**Exercise directions**
Copy the section of the court judgment that begins with "J. A. Clyde-Smith, Esq., Commissioner, and" and ends after "Esq., Crown Advocate.".

J. A. Clyde-Smith, Esq., Commissioner, and Jurats Marett-Crosby, Olsen, Ramsden, Sparrow and Thomas

The Attorney General

-v-

F

S. C. Thomas, Esq., Crown Advocate.

Advocate M. L. Preston for the Defendant.

JUDGMENT

THE Commissioner:

1.        On 13th June, 2016, the Superior Number of the Royal Court sentenced the defendant to a total of 5 years and 4 months' imprisonment, following his conviction by jury trial of four counts of indecent assault, (AG-v-F [2016] JRC 105), which occurred between 1996 and 2001 upon children in the home he was sharing with their mother. 

2.        There are two victims.  The first was aged between 3 and 7 years when the defendant would come into her room at bedtime and digitally penetrate her.  The prosecution's case was that this was a course of conduct which occurred regularly over the period from 1996 - 2001 involving digital penetration with one finger (Counts 1 and 2) and progressing to the use of two fingers on one occasion (Count 3). 

3.        The victim told the jury that this conduct became normal practice and she would feel neglected if it didn't happen at bedtime.  The defendant told her that this was their secret and so she did not tell anyone.  In the prosecution's submission, the defendant's abuse gave rise to incredibly mixed and confused feelings in the victim.  She explained to the jury that she loved the defendant, otherwise he would not have been able to do what he did to her. 

4.        The second victim, an older half-sister, was aged between 13 and 14 when on one occasion the defendant came into her room at night.  This occurred sometime between 1999 and 2001 (Count 11).  He started kissing her lightly on the cheek, moving down to her neck.  His chest was on top of hers, which she described as "heavy" and "restricting".  The defendant then moved the bed clothes from her top half and cupped her left leg behind her knee.  At this point the mother came into the room.  The defendant reacted by going on to the offensive verbally with the mother. 

5.        This incident was reported to the police relatively soon thereafter, in 2002, when the second victim gave an ABE interview and the defendant was also interviewed.  Following a police investigation, a decision was made not to prosecute the defendant, and he was informed of that decision.  The police did not interview any of the other children, thus, in the view of the first victim, missing an opportunity for the abuse suffered by her from coming to light at that stage. 

6.        As it was, the first victim first disclosed the abuse she alleged she had suffered to her mother in 2008 (long after the mother and the defendant had separated and when she and the children were living in the UK), but it was not until 2012 that the first victim felt able to give an ABE interview to the police in England. 

7.        The defendant was interviewed in April 2013.  He dismissed the allegations of the first victim as rubbish.  Accepting that he went into the second victim's room on this one occasion for entirely innocent reasons, he denied any sexual assault.  

8.        The defendant was not brought before the Magistrate's Court until 22nd July, 2015, over 2 years later and he maintained these denials.  The matter came before the jury on 18th April, 2016, and before whom the two victims and the mother had to give evidence and be subjected to cross-examination.  It was clear that all three witnesses found the experience very intrusive and distressing. 

9.        The defendant did not give evidence.  The defence put forward on his behalf was not that the two victims had colluded with each other to give false evidence, but that their mother was a greedy and vengeful person, and had somehow put the idea into her children's minds that they had been abused.  

10.      There were 12 counts in total before the jury, the defendant being acquitted in respect of 8 of them and convicted in respect of 4, as set out above.

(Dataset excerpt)
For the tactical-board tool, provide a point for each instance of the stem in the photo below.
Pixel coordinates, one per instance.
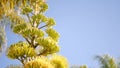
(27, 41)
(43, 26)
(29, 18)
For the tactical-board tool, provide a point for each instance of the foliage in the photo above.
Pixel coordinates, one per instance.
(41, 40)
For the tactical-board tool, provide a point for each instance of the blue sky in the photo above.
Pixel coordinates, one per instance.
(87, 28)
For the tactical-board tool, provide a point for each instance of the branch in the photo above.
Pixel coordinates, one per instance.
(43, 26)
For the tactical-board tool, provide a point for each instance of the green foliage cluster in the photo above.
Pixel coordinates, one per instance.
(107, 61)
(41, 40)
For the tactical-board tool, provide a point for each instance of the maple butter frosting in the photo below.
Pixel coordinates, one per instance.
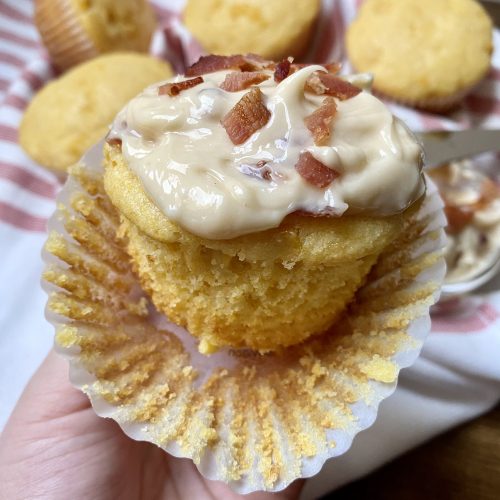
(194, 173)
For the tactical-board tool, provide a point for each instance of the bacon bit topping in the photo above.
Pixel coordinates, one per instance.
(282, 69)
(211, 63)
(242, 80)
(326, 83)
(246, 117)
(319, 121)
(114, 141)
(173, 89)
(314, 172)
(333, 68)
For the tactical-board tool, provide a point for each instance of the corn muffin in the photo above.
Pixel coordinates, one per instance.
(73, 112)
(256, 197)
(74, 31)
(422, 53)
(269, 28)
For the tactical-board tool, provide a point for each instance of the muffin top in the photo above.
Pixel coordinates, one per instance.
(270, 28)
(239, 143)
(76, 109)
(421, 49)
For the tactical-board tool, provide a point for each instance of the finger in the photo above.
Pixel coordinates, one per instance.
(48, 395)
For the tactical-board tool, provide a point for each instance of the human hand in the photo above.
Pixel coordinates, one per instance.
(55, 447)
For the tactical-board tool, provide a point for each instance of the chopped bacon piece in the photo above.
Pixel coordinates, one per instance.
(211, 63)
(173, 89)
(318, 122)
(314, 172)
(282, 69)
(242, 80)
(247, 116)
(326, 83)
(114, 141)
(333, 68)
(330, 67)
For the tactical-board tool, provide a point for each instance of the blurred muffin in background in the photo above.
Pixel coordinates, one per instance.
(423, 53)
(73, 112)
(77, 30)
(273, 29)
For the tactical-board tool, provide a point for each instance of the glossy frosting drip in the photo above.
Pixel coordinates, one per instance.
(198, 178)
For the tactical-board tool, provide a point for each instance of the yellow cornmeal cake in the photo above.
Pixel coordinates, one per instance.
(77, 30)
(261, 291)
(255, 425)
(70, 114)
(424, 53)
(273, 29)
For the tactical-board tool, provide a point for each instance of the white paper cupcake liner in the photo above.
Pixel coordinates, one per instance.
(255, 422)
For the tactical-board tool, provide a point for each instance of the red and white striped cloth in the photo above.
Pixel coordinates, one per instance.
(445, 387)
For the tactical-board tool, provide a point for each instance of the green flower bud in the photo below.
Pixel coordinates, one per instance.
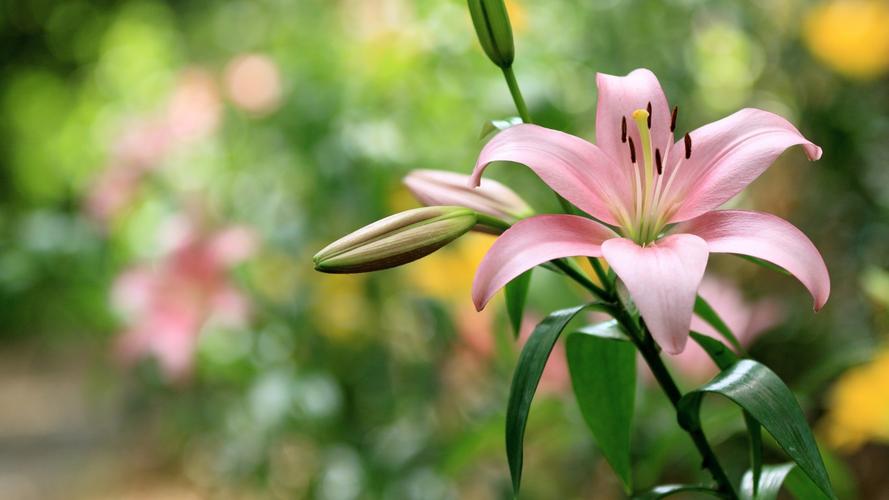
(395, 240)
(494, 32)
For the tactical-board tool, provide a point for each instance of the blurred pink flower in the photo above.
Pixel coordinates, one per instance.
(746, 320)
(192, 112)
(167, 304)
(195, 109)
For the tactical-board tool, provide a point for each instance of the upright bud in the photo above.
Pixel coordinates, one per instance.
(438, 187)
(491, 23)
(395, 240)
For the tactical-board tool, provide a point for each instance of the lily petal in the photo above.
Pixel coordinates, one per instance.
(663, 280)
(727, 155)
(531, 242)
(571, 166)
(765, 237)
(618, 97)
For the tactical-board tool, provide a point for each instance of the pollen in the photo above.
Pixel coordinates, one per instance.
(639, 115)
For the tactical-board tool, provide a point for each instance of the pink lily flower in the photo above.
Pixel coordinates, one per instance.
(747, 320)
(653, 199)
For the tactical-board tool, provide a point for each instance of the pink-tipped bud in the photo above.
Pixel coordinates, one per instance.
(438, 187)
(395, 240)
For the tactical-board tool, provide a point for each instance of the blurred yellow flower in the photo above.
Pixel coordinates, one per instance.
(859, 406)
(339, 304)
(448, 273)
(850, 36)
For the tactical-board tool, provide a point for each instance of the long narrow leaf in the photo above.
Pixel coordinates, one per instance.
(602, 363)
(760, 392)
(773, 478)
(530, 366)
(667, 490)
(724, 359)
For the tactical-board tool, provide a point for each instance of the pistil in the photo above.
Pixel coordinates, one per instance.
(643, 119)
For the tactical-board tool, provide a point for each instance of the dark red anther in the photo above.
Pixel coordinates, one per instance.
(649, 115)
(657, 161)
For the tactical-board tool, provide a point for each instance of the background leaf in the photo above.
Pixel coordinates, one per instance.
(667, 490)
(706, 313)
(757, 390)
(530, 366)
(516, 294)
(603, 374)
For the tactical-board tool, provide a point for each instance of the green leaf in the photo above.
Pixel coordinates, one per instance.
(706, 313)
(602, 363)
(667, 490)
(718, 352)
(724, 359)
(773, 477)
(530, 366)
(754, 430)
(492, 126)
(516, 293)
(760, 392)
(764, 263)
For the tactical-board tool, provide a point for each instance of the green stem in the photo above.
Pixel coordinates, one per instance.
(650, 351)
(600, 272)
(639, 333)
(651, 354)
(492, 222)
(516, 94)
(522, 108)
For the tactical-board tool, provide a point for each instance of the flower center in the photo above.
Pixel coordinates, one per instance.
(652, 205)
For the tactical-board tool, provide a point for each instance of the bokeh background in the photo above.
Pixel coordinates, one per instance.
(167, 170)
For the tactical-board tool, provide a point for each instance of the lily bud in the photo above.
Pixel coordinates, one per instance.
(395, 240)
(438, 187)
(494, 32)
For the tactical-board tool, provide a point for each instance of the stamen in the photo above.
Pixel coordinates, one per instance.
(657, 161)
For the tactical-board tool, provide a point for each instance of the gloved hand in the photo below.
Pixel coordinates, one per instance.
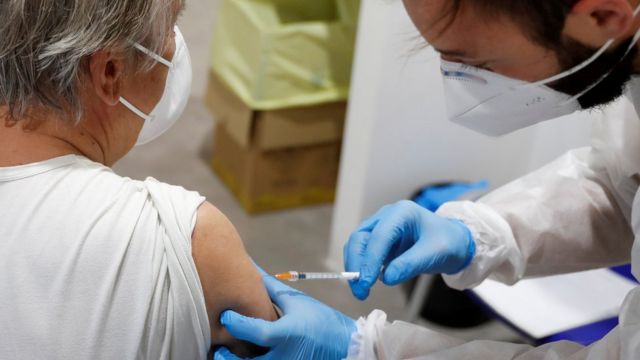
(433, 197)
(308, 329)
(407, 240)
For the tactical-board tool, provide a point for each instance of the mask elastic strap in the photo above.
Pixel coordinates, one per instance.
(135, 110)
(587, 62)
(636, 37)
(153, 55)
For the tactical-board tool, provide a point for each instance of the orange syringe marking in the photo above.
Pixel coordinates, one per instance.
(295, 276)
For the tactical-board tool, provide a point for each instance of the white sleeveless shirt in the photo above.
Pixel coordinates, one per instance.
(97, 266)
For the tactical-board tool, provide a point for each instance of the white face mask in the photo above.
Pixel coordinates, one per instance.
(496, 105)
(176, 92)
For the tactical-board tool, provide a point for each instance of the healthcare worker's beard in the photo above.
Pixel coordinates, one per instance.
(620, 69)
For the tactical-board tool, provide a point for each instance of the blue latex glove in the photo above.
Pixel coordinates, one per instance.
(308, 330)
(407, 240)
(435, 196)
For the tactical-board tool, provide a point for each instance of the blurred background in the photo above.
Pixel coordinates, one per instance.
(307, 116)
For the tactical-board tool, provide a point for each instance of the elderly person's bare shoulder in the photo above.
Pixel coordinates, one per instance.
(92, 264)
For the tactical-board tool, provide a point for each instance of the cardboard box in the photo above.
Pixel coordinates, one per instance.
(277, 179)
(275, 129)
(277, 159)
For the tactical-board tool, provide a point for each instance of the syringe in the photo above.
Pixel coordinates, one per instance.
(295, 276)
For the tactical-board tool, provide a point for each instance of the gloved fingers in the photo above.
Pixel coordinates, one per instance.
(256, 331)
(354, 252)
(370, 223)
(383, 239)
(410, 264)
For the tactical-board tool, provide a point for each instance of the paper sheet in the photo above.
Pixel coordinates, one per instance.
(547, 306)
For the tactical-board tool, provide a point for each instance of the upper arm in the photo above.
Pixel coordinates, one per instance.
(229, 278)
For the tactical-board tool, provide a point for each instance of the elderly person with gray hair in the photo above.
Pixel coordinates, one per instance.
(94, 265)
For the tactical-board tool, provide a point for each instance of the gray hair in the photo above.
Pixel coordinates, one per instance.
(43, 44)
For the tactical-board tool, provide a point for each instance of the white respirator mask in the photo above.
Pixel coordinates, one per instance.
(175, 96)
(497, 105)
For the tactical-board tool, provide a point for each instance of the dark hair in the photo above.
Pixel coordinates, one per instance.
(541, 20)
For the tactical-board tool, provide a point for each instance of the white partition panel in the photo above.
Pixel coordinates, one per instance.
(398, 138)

==

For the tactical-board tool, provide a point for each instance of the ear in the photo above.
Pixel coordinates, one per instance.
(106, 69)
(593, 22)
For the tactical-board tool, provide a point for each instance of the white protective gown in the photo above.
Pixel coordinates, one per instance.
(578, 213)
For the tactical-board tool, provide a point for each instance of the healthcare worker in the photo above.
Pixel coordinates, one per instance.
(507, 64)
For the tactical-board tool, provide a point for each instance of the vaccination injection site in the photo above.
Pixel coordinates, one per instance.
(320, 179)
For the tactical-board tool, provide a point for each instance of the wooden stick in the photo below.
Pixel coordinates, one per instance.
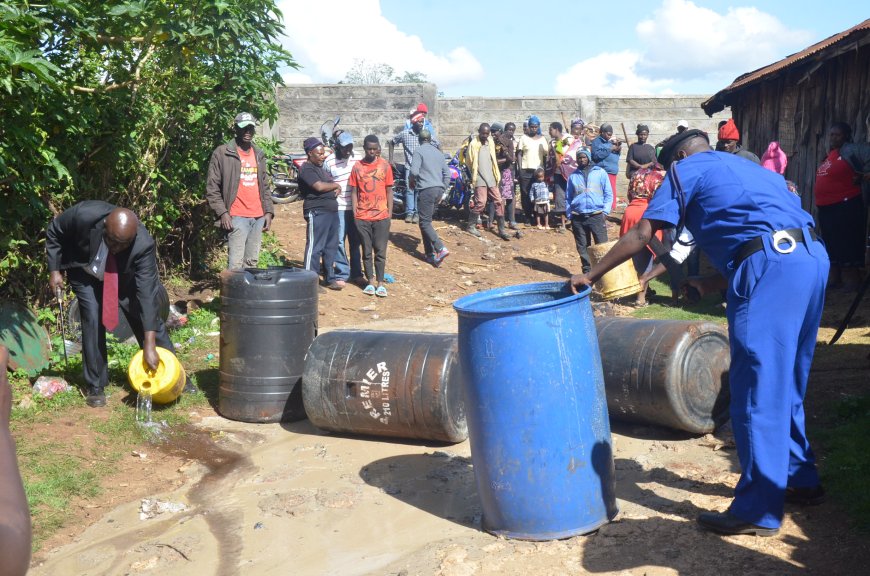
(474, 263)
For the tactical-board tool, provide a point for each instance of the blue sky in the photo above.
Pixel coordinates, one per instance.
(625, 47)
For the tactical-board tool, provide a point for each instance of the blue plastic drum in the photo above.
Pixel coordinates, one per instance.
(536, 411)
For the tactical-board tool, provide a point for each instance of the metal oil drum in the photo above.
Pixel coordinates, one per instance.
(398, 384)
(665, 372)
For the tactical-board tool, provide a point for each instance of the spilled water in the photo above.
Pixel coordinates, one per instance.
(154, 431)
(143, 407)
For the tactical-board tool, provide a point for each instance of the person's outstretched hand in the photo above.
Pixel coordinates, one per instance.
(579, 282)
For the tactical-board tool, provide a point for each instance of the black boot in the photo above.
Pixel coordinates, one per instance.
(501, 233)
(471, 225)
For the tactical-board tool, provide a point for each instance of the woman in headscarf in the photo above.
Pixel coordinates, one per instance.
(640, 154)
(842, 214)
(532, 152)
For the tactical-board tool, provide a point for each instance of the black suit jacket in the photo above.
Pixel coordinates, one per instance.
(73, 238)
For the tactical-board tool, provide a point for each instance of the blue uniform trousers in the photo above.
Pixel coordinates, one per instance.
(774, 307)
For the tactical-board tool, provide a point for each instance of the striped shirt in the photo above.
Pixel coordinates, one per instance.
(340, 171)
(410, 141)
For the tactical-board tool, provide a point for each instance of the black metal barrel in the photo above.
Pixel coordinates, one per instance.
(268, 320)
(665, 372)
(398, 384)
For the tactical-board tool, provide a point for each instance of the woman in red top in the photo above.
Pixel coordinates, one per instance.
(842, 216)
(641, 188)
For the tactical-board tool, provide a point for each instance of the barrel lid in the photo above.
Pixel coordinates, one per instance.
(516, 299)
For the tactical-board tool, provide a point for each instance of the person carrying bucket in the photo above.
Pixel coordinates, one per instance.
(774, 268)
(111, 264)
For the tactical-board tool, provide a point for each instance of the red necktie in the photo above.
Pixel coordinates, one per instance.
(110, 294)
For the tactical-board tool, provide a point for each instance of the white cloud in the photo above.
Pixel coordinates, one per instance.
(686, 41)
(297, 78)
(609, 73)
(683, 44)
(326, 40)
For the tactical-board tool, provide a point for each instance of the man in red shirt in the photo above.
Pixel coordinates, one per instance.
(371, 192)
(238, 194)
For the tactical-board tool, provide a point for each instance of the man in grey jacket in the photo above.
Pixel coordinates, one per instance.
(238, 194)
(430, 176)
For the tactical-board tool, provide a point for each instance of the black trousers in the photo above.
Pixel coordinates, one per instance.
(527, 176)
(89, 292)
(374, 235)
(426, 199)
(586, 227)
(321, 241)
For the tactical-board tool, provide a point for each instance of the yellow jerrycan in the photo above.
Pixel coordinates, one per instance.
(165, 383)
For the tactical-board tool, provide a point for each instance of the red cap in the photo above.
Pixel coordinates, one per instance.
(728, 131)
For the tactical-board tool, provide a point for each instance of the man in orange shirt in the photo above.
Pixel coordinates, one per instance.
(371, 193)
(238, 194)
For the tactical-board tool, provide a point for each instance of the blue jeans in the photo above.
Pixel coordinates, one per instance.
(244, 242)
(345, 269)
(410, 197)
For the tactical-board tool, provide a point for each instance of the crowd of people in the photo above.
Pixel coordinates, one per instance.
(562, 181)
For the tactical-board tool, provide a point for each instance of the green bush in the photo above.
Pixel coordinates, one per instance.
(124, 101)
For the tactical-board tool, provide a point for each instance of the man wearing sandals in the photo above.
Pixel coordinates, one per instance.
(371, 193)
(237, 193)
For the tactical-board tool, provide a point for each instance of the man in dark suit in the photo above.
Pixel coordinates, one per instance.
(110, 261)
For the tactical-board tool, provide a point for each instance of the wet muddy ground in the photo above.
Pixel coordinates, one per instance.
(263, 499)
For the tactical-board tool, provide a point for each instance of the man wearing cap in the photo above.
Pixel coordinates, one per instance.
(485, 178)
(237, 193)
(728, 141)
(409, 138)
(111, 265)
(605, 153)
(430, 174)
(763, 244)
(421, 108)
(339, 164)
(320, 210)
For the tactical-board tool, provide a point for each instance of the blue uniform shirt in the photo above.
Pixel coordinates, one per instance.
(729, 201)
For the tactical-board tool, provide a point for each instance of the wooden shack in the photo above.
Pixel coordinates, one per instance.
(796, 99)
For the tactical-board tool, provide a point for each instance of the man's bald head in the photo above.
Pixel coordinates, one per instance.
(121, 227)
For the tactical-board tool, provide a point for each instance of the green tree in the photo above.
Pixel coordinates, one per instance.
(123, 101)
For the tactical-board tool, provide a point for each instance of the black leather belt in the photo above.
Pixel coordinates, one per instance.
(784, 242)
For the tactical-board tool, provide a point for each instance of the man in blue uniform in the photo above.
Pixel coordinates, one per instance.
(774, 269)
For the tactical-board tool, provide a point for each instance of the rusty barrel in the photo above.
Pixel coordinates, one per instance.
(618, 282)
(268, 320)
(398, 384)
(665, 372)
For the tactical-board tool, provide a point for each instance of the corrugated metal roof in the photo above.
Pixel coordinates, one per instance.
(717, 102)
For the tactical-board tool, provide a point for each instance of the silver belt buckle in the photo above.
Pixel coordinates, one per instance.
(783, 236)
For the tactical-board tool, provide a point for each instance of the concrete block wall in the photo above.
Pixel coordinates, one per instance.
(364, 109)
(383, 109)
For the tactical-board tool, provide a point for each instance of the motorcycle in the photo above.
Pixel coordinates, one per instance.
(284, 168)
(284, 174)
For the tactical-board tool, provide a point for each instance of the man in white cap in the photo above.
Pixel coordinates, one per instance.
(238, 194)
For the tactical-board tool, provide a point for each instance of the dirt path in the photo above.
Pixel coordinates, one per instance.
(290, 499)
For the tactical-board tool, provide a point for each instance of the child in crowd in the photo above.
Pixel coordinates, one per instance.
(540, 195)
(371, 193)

* * *

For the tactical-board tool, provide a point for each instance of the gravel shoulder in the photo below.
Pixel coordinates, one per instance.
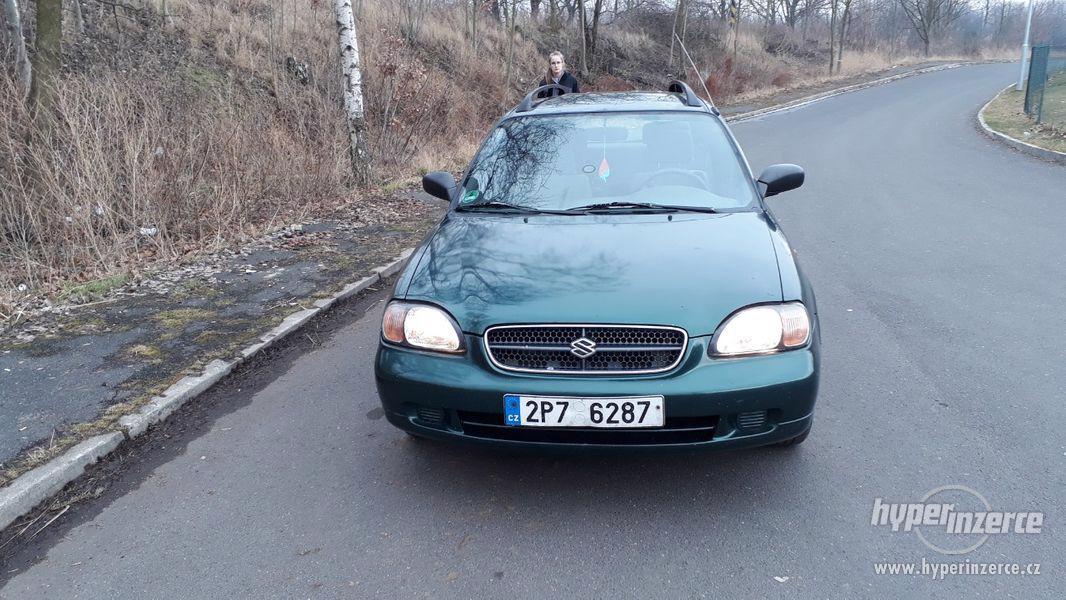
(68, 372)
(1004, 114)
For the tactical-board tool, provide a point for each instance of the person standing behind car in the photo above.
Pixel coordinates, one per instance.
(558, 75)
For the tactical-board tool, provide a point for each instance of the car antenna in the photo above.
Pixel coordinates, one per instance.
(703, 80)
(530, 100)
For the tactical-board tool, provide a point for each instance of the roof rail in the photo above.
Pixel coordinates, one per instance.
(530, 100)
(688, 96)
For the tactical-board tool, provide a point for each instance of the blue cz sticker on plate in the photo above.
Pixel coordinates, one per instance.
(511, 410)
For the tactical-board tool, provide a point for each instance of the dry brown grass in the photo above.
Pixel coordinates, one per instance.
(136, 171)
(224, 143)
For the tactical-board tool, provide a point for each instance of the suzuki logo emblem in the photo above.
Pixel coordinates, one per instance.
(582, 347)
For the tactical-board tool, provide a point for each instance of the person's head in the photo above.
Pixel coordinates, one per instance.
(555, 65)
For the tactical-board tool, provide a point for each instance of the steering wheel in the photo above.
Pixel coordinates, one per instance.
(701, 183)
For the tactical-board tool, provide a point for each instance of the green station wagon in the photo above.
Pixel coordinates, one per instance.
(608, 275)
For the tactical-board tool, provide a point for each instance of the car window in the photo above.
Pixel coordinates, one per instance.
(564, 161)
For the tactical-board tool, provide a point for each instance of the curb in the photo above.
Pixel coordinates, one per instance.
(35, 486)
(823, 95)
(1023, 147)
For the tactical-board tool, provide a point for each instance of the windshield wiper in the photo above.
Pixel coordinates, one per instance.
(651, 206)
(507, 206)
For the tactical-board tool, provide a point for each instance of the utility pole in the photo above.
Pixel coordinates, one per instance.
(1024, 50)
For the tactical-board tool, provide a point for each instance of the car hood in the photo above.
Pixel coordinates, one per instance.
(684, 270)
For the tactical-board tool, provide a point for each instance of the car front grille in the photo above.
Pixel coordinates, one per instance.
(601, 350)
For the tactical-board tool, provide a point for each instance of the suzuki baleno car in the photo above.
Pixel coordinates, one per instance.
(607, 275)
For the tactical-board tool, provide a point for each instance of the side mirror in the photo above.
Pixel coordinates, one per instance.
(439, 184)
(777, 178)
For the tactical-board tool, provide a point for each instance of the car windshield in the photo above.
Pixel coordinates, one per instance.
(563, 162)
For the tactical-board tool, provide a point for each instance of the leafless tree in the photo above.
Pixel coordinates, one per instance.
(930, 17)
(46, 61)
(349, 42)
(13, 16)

**Solution to the exercise**
J. A. Clyde-Smith, Esq., Commissioner, and Jurats Marett-Crosby, Olsen, Ramsden, Sparrow and Thomas

The Attorney General

-v-

F

S. C. Thomas, Esq., Crown Advocate.